> _EXERCISE SET_
1. Reproduce the passage on the Oracle locking problem word for word, between "So who do I" and "is not correct?", inclusive.
2. Pick up the passage about the Oracle locking problem right after its last sentence and carry it forward.

> _TEXT EXCERPT_
I investigated the locking problem with both Oracle Enterprise Manager
and some scripts I lifted from Tom Kyte's book "Expert-One-on-One". OEM
reported that user "A" was blocking user "B". Tom Kyte's script
reported user "A" was blocking user "B" plus 15 additional users.
Although OEM did not show these 15 additional users as blocked, OEM did
show 1 of these 15 additional users was holding a row exclusive lock and
the remaining 14 users were holding row share locks.
So who do I believe? Is OEM that comes with Oracle 9i R2 known to be
buggy? Or does the script from Tom Kyte need to be tweaked for Oracle
9i? Or do they not contradict one another ... meaning the problem is
with me and my understanding is not correct?

> _DATA LISTING_
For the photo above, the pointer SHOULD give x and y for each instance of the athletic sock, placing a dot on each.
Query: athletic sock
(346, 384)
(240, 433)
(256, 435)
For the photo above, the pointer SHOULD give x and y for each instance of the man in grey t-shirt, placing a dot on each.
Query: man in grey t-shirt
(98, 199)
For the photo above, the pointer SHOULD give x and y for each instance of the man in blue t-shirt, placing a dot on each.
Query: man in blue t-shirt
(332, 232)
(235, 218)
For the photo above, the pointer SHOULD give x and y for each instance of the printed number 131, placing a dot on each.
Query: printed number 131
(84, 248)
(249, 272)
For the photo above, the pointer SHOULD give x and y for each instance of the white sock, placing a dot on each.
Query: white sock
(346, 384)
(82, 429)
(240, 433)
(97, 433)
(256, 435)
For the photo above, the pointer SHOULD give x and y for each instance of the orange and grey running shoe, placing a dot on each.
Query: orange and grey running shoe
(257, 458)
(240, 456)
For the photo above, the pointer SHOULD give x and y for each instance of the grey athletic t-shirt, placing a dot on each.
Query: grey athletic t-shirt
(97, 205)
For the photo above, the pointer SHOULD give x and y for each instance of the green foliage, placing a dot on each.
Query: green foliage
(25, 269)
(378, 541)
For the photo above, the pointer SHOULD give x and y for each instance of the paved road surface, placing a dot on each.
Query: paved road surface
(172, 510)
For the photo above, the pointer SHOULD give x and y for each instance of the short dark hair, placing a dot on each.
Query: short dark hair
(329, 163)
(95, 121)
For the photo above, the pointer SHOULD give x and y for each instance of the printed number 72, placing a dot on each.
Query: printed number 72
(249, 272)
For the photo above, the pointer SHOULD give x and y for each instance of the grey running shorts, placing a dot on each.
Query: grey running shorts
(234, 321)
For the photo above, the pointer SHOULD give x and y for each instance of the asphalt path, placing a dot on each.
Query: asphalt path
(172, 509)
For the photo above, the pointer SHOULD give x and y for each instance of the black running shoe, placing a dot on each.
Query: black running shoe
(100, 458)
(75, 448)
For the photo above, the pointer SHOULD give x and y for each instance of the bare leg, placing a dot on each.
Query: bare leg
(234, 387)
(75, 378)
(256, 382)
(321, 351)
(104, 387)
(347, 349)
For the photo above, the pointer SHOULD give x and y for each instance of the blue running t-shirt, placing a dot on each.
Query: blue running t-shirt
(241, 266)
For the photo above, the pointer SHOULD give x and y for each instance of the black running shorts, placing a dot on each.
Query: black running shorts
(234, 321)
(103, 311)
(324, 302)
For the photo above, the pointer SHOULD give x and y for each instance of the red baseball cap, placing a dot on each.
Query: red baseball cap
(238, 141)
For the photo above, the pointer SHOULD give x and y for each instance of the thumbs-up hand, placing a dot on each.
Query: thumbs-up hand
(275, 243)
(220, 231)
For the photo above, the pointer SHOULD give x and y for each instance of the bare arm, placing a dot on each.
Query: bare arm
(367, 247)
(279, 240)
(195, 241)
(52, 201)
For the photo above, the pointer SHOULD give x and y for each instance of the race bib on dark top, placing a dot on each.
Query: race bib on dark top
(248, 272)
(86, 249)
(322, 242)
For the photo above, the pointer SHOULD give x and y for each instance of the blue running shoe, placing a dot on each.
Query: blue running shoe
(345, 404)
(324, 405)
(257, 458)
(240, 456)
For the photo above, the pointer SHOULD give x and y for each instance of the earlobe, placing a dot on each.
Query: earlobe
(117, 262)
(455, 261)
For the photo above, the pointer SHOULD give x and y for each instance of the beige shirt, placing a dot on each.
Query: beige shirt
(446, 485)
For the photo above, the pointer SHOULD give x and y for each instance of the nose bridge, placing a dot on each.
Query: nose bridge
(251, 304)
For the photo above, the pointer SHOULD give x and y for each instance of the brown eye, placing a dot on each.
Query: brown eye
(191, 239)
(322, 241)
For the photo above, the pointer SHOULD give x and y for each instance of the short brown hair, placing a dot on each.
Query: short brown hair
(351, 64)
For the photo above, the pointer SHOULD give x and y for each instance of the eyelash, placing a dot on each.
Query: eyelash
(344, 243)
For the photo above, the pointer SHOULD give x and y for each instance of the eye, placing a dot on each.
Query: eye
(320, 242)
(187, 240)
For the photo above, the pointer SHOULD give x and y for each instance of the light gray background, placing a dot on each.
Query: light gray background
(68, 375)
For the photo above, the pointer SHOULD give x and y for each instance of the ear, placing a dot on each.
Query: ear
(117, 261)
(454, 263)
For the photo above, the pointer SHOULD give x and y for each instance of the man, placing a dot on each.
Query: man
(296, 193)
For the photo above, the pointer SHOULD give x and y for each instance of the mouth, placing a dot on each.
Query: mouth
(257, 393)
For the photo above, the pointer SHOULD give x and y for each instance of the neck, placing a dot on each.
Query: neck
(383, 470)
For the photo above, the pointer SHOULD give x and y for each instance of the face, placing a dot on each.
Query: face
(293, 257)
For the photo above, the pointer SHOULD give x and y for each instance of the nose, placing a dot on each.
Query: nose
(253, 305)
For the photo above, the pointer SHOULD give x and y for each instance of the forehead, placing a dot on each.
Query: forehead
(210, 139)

> _SOLVED PROBLEMS_
1.
So who do I believe? Is OEM that comes with Oracle 9i R2 known to be
buggy? Or does the script from Tom Kyte need to be tweaked for Oracle
9i? Or do they not contradict one another ... meaning the problem is
with me and my understanding is not correct?

2.
Thanks for your input! We are running Oracle 9.2.0.6 on AIX 5.1. Here
is the script from Tom Kyte:
select
(select username from v$session where sid=a.sid) blocker, a.sid, '
is blocking ',
(select username from v$session where sid=b.sid) blockee, b.sid
from v$lock a, v$lock b
where a.block = 1 -- means this lock is blocking another lock
request
and b.request > 0
and a.id1 = b.id1
and a.id2 = b.id2
/
Another script from the DBFlash software agreed with the results from
Tom Kyte's script:
-- this script comes from DBFlash software
SELECT DECODE(request,0,'Holder: ','Waiter: ')||sid sess, id1, id2,
lmode, request, type
FROM V$LOCK
WHERE (id1, id2, type) IN (SELECT id1, id2, type FROM V$LOCK WHERE
request>0)
ORDER BY id1, request
/
Does anybody have a script that provides the exact row id(s) that a
waiter is waiting on?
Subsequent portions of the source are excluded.